Provided material:

— Start —

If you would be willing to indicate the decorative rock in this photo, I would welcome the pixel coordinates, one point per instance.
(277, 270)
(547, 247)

— End —
— Start —

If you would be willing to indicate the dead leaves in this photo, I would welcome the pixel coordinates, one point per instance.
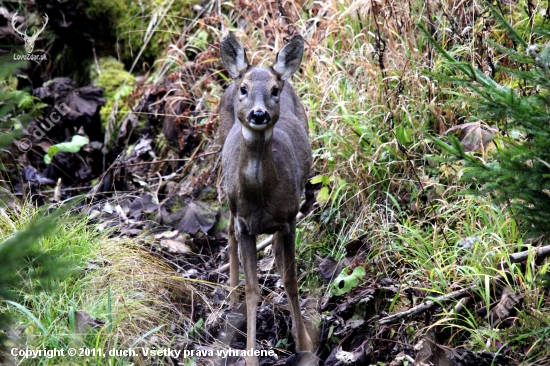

— End —
— Start —

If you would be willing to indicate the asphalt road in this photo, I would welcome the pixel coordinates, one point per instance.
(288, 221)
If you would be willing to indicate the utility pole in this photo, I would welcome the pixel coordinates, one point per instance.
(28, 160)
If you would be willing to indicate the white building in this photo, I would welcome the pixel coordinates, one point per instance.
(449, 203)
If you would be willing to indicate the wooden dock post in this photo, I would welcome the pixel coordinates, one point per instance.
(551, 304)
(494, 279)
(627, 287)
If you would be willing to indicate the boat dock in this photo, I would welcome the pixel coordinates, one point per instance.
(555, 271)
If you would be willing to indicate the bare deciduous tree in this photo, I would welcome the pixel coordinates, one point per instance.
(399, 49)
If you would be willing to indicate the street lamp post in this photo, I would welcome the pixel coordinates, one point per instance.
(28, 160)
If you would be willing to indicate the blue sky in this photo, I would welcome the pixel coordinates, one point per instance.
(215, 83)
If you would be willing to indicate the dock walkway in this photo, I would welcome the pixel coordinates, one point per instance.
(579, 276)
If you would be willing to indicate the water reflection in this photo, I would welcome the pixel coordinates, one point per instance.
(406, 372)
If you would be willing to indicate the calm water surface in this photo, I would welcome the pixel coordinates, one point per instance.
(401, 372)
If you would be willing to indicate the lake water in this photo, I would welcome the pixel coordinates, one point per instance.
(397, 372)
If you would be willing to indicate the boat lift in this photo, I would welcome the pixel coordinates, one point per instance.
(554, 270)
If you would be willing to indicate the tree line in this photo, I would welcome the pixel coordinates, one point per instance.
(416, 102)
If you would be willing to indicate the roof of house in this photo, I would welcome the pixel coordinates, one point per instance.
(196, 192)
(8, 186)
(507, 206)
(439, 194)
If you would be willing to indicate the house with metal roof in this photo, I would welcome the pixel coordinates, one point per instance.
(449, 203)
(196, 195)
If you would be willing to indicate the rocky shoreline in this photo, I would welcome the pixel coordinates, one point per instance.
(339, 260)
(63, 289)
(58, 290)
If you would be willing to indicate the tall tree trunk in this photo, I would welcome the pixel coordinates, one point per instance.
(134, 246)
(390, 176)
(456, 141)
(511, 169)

— End —

Find each of the lines above that contains the word "house", and copy those lines.

If you would be willing to indicate the roof of house in this photo, I would welcome the pixel coordinates, one point per instance.
If you would be willing to indicate the house with metal roof in this photo, I would welcome the pixel coordinates, one point per instance.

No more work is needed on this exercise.